GOAL: Render each line of the entries below as a Markdown table with the columns Row and Entry line, leaving out blank lines and the pictures.

Annotation entries:

* * * * *

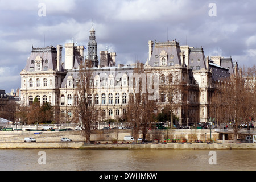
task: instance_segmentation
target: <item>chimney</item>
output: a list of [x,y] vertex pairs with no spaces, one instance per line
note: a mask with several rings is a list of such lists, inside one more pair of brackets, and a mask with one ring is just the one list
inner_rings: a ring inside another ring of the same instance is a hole
[[65,69],[73,69],[74,66],[74,43],[65,44]]
[[213,61],[213,63],[219,66],[221,65],[221,57],[220,56],[211,56],[210,59]]
[[207,70],[209,70],[210,69],[210,60],[209,59],[209,56],[207,56],[205,58],[206,60],[206,67],[207,67]]
[[152,52],[153,52],[153,45],[154,42],[152,40],[148,41],[148,60],[150,60],[150,57],[151,57]]
[[62,46],[57,46],[57,69],[59,71],[61,71],[61,61],[62,61]]
[[84,57],[84,46],[77,46],[77,49],[78,49],[80,55],[81,56]]

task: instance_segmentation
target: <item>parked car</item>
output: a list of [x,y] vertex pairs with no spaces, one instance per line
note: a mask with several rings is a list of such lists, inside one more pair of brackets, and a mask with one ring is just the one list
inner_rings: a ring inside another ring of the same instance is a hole
[[36,140],[35,138],[32,138],[32,137],[26,137],[24,139],[24,142],[36,142]]
[[102,130],[109,130],[109,127],[105,127],[102,128]]
[[134,138],[133,136],[125,136],[123,137],[124,141],[134,141]]
[[71,142],[72,140],[72,139],[67,137],[63,137],[60,140],[61,142]]

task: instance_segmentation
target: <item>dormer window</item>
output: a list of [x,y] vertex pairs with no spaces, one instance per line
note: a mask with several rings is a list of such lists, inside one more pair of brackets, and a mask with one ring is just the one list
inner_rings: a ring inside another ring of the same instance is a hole
[[40,63],[36,63],[36,70],[40,71],[41,70],[41,64]]
[[165,57],[162,57],[161,59],[161,64],[162,66],[165,66],[166,63],[166,60]]
[[166,66],[167,65],[167,53],[166,51],[163,50],[161,51],[161,53],[160,54],[160,64],[161,66]]

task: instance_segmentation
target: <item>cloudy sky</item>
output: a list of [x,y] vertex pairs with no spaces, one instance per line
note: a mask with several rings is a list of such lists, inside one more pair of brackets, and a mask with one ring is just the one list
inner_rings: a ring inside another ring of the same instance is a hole
[[64,46],[73,38],[87,47],[92,24],[98,55],[108,47],[118,64],[145,63],[148,40],[176,39],[251,66],[255,7],[253,0],[0,0],[0,89],[20,88],[32,46]]

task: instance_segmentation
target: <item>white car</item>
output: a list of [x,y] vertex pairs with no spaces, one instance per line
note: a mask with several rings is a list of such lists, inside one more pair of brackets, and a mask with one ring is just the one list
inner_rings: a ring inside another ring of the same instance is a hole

* * * * *

OUTPUT:
| Row | Entry line |
|---|---|
| 1 | task: instance_segmentation |
| 2 | target: <item>chimney</item> |
| 3 | output: a list of [x,y] vertex pairs with no spaces, one instance per line |
| 4 | note: a mask with several rings is a list of such lists, inside one more pair of brackets, and a mask with one ring is just the one list |
| 5 | inner_rings: a ring inside another ring of the same instance is a hole |
| 6 | [[65,69],[73,69],[74,66],[74,43],[65,44]] |
| 7 | [[213,61],[213,63],[219,66],[221,65],[221,57],[220,56],[211,56],[210,59]] |
| 8 | [[207,70],[209,70],[210,69],[210,60],[209,59],[209,56],[207,56],[205,58],[206,60],[206,67],[207,67]] |
| 9 | [[152,52],[153,52],[153,45],[154,42],[152,40],[148,41],[148,60],[150,60],[150,57],[151,57]] |
| 10 | [[62,46],[57,46],[57,69],[59,71],[61,71],[61,61],[62,61]] |
| 11 | [[84,57],[84,46],[77,46],[77,49],[78,49],[80,55],[81,56]] |
| 12 | task: instance_segmentation |
| 13 | target: <item>parked car</item> |
| 14 | output: a list of [x,y] vertex pairs with no spaces, one instance per line |
| 15 | note: a mask with several rings is a list of such lists, inside one more pair of brackets, and a mask with one ring is just the one list |
| 16 | inner_rings: a ring inside another ring of the same instance is a hole |
| 17 | [[36,140],[35,138],[32,138],[32,137],[26,137],[24,139],[24,142],[36,142]] |
| 18 | [[102,130],[109,130],[109,127],[105,127],[102,128]] |
| 19 | [[134,138],[133,136],[125,136],[123,137],[124,141],[134,141]] |
| 20 | [[71,142],[72,140],[72,139],[67,137],[63,137],[60,140],[61,142]] |
| 21 | task: instance_segmentation |
| 22 | target: <item>dormer window</item> |
| 23 | output: a list of [x,y] vertex pairs with no spaces, one instance per line |
| 24 | note: a mask with several rings is a list of such lists, inside one more pair of brackets, and a mask with one ring is just the one list |
| 25 | inner_rings: a ring inside another ring of the same instance is a hole |
| 26 | [[40,63],[36,63],[36,70],[40,71],[41,70],[41,64]] |
| 27 | [[165,57],[162,57],[161,59],[161,64],[162,66],[165,66],[166,63],[166,60]] |
| 28 | [[166,66],[167,65],[167,53],[166,51],[163,50],[161,51],[161,53],[160,54],[160,64],[161,66]] |
| 29 | task: instance_segmentation |
| 30 | target: <item>cloudy sky</item> |
| 31 | output: a list of [x,y] vertex pairs with no spaces, one instance per line |
| 32 | note: a mask with several rings is a list of such lists, inside one more pair of brackets, and a mask with one ring is just the one list |
| 33 | inner_rings: a ring inside another ring of the same instance is a hole |
| 34 | [[64,46],[73,38],[87,47],[92,24],[98,55],[108,47],[118,64],[145,63],[148,40],[176,39],[251,66],[255,7],[253,0],[0,0],[0,89],[20,88],[32,46]] |
| 35 | task: instance_segmentation |
| 36 | target: <item>white car</item> |
| 37 | output: a list of [x,y] vertex pairs with no spaces, one instance per line |
| 38 | note: a mask with several rings is a list of such lists, inside one more pair of brackets, and a mask with one ring is just the one list |
| 39 | inner_rings: a ring inside another ring of the same instance is a hole |